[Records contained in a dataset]
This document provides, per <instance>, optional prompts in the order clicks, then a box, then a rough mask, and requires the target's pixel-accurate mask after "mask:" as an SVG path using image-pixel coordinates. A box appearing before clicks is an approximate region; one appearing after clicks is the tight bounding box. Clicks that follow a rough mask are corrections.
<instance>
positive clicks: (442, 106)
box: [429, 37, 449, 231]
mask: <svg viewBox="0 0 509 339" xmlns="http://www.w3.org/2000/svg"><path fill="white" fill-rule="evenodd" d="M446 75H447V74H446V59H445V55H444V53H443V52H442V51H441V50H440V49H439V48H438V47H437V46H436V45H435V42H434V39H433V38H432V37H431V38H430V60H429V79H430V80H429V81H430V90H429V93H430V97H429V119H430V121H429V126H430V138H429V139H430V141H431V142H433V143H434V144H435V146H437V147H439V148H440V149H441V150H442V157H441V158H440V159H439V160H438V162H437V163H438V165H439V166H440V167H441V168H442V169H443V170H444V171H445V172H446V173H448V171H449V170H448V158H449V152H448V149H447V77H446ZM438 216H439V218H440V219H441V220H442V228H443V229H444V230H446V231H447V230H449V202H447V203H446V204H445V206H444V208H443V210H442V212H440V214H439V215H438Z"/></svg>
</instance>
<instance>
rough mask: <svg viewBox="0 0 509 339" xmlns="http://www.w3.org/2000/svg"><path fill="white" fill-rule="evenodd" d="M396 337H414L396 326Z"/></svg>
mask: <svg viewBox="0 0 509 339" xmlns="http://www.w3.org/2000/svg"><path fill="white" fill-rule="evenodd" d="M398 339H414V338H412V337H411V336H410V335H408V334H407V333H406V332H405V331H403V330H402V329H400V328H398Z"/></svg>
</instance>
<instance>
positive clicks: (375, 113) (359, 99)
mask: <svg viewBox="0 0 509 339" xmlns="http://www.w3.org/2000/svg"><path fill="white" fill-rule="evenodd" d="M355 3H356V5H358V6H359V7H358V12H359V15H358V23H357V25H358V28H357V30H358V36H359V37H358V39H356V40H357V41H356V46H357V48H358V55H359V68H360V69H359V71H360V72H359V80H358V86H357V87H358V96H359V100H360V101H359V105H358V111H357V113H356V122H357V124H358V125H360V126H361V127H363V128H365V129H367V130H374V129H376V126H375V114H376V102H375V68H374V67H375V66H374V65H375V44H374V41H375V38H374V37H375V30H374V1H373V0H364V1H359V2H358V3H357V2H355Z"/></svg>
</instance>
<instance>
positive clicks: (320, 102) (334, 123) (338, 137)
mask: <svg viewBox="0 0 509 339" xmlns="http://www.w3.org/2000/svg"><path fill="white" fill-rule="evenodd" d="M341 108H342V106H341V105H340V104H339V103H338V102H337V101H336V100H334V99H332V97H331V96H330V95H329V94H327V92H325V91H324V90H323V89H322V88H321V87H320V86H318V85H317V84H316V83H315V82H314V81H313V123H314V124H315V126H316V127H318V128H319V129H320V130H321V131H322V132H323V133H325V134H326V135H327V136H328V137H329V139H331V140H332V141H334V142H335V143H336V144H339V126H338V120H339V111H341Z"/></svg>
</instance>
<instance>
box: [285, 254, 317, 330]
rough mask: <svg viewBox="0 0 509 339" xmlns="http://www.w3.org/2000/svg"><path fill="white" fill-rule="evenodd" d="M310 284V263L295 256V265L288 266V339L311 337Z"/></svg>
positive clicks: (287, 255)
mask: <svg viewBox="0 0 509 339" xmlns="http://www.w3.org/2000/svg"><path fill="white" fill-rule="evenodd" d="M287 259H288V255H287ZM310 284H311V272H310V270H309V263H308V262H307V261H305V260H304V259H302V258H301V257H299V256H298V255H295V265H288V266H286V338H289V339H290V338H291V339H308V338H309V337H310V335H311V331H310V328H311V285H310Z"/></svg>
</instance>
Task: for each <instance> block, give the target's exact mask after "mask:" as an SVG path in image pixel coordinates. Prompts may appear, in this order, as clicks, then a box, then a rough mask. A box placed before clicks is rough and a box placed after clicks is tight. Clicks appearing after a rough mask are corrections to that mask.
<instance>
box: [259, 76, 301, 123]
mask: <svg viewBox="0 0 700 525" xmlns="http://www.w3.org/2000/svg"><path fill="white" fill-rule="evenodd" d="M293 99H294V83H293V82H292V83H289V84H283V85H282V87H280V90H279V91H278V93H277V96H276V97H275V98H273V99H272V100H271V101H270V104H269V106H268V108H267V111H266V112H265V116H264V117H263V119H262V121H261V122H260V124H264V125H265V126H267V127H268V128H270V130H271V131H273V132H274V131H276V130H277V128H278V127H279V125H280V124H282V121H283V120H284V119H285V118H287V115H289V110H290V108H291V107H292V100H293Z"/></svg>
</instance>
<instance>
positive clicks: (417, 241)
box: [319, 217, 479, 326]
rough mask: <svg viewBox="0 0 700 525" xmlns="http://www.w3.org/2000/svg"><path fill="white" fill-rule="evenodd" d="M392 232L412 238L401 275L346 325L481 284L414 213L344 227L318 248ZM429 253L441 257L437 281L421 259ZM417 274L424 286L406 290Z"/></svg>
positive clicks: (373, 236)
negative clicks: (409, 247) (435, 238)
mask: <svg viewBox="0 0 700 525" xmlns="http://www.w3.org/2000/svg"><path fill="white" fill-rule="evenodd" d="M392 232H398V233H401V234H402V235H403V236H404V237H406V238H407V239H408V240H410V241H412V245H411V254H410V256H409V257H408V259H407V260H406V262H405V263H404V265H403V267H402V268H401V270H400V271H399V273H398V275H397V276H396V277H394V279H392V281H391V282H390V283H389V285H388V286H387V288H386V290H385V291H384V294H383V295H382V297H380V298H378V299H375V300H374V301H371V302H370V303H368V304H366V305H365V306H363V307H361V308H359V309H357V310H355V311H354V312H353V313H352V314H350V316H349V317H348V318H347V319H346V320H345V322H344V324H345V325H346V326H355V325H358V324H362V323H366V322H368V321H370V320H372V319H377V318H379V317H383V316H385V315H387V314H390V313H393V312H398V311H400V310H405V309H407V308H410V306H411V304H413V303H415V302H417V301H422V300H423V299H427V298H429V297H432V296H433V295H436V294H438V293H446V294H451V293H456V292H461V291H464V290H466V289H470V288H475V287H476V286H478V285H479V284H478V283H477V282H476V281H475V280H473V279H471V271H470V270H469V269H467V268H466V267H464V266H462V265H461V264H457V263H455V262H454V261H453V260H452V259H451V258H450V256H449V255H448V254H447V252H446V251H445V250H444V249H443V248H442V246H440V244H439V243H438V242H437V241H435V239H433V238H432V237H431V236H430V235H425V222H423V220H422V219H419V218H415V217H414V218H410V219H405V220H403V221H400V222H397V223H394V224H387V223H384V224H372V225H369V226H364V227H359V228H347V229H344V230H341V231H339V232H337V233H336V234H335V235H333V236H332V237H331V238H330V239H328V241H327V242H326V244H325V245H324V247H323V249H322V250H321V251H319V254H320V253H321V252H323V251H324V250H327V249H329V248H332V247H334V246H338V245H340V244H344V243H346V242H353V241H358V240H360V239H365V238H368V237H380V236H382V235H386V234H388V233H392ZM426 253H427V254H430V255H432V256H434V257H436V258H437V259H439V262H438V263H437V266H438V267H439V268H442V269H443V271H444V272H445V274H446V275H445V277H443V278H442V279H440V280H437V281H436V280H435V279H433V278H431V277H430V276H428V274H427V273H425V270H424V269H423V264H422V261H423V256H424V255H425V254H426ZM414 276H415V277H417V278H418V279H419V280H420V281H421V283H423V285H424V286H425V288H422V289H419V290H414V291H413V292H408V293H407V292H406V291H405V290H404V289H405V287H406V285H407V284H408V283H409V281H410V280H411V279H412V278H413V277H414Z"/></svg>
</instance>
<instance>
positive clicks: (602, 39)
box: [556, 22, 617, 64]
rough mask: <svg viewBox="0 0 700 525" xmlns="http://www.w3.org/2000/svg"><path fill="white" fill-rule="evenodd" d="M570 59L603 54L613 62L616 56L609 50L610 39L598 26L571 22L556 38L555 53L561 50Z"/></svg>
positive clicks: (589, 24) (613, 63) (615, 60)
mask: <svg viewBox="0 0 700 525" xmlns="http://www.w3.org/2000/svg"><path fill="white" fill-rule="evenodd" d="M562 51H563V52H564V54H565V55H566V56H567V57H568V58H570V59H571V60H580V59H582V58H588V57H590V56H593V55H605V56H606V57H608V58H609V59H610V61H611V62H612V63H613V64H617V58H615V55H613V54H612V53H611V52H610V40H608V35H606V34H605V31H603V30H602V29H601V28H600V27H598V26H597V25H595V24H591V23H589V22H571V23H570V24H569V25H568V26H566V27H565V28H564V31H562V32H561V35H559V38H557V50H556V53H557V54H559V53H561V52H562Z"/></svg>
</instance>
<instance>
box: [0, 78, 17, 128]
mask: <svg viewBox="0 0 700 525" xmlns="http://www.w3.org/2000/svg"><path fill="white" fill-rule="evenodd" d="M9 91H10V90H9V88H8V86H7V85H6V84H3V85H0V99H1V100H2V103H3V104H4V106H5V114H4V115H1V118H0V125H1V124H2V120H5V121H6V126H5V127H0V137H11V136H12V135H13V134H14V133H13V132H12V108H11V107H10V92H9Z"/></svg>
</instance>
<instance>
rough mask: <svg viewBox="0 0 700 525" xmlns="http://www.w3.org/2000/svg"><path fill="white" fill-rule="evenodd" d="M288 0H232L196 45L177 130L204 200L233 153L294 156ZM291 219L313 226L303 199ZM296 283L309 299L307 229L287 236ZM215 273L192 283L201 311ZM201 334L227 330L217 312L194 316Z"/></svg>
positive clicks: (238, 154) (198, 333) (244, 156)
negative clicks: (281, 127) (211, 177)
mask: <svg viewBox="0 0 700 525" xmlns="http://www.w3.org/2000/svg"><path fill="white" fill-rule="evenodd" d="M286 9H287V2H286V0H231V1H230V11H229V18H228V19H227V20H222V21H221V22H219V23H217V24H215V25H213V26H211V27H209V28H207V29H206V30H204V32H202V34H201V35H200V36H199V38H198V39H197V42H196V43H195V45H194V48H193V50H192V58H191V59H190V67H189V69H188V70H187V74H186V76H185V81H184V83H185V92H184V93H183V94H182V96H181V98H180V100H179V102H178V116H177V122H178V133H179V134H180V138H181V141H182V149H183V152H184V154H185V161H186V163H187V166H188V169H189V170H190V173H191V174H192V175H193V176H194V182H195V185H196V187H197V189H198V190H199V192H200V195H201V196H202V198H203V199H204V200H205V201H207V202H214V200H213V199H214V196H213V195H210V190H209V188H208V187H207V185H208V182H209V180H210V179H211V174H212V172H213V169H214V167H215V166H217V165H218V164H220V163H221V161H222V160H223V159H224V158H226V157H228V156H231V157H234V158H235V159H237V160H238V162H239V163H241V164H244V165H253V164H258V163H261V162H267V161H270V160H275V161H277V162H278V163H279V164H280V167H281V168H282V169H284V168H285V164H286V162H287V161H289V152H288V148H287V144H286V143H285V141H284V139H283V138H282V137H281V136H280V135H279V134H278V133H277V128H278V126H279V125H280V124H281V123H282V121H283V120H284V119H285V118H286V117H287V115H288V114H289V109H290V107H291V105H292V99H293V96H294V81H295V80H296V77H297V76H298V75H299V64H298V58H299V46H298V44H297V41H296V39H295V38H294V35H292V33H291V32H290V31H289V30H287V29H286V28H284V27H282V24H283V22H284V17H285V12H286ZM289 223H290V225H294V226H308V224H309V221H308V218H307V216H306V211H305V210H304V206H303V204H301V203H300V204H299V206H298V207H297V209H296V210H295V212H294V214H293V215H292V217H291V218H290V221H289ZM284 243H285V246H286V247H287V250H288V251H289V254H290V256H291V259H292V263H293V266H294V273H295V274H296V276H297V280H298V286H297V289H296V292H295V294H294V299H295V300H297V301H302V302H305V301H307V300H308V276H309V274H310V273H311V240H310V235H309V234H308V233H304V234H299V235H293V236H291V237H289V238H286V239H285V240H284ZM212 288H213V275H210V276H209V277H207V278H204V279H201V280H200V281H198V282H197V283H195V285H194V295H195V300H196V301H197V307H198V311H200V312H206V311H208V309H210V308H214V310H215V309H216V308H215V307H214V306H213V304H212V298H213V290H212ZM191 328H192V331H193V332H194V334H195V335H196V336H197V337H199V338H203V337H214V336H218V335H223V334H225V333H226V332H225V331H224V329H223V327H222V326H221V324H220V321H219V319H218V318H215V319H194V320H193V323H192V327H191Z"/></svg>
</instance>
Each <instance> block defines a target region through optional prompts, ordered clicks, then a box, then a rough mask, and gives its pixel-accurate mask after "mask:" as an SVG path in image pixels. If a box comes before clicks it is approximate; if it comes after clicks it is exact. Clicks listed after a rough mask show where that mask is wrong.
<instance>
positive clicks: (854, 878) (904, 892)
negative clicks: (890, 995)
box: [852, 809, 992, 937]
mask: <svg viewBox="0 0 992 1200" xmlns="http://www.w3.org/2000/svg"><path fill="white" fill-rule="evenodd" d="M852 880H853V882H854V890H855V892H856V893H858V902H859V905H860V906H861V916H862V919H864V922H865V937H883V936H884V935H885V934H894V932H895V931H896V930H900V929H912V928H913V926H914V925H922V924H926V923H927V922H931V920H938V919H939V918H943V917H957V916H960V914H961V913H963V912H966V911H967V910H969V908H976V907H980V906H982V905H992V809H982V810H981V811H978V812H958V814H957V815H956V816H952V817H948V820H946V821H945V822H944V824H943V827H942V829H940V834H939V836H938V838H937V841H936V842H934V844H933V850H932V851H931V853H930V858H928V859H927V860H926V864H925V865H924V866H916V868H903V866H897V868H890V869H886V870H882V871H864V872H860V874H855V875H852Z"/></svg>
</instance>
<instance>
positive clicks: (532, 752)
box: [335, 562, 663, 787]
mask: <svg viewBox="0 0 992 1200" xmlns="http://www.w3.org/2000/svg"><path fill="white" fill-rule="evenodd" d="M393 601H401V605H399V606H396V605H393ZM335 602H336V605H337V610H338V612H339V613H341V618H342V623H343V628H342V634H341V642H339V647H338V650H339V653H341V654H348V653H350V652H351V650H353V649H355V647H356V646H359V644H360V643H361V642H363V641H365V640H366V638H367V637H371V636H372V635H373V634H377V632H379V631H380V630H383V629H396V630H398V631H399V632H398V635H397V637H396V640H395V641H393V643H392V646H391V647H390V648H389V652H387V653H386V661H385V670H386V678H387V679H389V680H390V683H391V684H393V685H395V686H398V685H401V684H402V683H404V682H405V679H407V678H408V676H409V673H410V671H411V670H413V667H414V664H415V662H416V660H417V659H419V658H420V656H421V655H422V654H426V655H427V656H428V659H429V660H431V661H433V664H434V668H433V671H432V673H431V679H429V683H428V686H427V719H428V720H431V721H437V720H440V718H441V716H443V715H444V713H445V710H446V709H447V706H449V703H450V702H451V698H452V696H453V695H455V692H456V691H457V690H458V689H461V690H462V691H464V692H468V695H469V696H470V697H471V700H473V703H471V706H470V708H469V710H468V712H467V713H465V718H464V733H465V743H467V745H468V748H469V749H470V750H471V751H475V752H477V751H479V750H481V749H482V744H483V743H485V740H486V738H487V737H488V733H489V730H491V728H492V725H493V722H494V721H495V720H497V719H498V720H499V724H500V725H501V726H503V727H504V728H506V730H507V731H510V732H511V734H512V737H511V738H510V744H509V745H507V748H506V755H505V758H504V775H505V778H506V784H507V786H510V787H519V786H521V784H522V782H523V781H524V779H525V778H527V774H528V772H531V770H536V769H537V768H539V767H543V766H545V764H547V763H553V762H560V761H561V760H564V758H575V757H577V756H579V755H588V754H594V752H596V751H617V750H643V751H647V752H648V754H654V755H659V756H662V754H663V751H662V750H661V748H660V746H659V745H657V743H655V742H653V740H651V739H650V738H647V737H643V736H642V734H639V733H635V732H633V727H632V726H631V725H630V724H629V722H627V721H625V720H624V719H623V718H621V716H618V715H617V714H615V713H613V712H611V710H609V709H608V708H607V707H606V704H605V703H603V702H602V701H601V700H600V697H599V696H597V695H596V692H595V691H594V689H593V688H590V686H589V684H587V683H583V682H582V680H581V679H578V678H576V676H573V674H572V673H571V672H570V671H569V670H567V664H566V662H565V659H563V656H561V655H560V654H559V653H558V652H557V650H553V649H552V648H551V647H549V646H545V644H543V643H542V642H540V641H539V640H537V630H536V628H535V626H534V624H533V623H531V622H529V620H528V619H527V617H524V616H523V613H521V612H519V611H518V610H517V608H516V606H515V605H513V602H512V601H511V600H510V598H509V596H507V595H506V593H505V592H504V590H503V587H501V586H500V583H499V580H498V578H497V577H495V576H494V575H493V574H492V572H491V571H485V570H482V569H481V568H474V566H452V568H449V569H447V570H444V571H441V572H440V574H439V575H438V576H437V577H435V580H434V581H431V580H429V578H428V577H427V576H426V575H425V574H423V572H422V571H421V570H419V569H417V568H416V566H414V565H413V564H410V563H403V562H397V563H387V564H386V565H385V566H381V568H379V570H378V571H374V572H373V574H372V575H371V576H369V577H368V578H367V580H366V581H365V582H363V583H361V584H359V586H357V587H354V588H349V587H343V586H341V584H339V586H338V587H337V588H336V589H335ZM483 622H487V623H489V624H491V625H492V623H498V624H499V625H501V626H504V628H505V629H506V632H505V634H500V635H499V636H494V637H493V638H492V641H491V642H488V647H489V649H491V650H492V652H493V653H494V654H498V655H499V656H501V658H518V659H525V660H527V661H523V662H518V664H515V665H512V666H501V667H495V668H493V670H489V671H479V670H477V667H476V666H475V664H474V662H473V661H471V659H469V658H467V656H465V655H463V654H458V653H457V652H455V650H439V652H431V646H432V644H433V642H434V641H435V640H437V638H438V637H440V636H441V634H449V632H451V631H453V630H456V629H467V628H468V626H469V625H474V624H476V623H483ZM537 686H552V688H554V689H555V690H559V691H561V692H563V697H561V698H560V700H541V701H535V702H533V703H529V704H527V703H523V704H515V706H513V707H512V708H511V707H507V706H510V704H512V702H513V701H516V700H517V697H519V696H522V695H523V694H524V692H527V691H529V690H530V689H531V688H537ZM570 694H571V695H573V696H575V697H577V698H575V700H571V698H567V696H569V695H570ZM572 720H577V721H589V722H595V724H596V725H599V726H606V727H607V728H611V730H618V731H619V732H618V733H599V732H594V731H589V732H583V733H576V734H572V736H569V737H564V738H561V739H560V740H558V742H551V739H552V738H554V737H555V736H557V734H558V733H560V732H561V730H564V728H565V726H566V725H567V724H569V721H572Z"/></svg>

> _Task_
Among the records, find every line holding the word "tight" and copy it.

> _Task solution_
This document provides, per <instance>, optional prompts in the order clicks, then a box, then a rough mask, and requires the target's pixel-accurate mask after "mask:" as an SVG path using image-pixel coordinates. A box appearing before clicks is an approximate region; one appearing after clicks is the tight bounding box. Clicks that follow a rough mask are corrections.
Task: for each <instance> block, give the target's exact mask after "mask:" as an SVG path in image pixel coordinates. Prompts may appear, in this order, as clicks, then a box, then a rough mask. A box placed before clicks is rough and a box placed after clicks is tight. Clicks appearing after a rough mask are corrections to that mask.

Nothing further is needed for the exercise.